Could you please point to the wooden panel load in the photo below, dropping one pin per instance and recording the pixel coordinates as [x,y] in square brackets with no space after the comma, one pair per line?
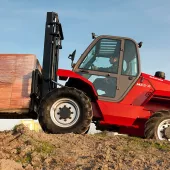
[15,80]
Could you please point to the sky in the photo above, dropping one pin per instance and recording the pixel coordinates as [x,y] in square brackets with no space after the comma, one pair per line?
[22,26]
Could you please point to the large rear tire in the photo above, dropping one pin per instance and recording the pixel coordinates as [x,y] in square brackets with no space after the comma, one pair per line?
[65,110]
[158,126]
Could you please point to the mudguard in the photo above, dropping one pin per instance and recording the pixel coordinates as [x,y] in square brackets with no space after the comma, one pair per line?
[65,74]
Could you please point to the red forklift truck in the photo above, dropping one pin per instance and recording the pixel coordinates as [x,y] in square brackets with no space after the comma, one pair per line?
[106,87]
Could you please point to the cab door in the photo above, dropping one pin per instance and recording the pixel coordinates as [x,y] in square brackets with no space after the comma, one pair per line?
[111,81]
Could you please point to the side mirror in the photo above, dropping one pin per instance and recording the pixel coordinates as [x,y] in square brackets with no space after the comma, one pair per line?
[72,56]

========================

■ Work instruction
Nothing before the line containing "Could you please point to the cab" should be repeated; repeat that line and all later lines through the end of the data above, exactly.

■ Task response
Could you please point to the cab door in the photo above, dropping one pin per instance and recording the pixel coordinates as [x,y] in square brackets with no space after the comma, one pair per line?
[111,81]
Could you please point to the side mirror in the photo above, dropping one pin per instance and recording the pixel coordinates as [x,y] in square brackets with no space after the comma, one pair per line?
[72,56]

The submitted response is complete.